Items from a labeling collection:
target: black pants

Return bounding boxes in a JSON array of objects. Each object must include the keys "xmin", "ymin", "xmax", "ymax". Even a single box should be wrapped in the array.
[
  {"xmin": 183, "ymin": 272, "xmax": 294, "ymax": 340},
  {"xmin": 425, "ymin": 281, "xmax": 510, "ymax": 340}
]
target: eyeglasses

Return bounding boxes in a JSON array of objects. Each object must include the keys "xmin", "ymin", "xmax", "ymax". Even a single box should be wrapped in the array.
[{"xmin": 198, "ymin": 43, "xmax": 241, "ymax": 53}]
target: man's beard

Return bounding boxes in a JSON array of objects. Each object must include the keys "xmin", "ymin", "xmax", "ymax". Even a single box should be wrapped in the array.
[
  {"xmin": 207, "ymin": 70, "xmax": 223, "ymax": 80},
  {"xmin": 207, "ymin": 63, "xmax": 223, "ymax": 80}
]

_What to work on_
Arrange the lines above as a numbered list, dropping any blank lines.

_Task output_
1. target: black pants
2. Return bounding boxes in a JSON array of objects. Each object must include the keys "xmin", "ymin", "xmax", "ymax". Even a single box should be wrapped in the array.
3. [
4.   {"xmin": 183, "ymin": 272, "xmax": 294, "ymax": 340},
5.   {"xmin": 425, "ymin": 281, "xmax": 510, "ymax": 340}
6. ]
7. target: eyeglasses
8. Return bounding boxes in a JSON array of objects. Each object must include the keys "xmin", "ymin", "xmax", "ymax". Even a single box should be wrapped in the array.
9. [{"xmin": 198, "ymin": 43, "xmax": 241, "ymax": 53}]
10. target: man's beard
11. Return bounding boxes in a JSON array of objects. Each object must include the keys "xmin", "ymin", "xmax", "ymax". Even a single box should be wrapped in the array.
12. [
13.   {"xmin": 207, "ymin": 70, "xmax": 223, "ymax": 80},
14.   {"xmin": 207, "ymin": 63, "xmax": 223, "ymax": 80}
15. ]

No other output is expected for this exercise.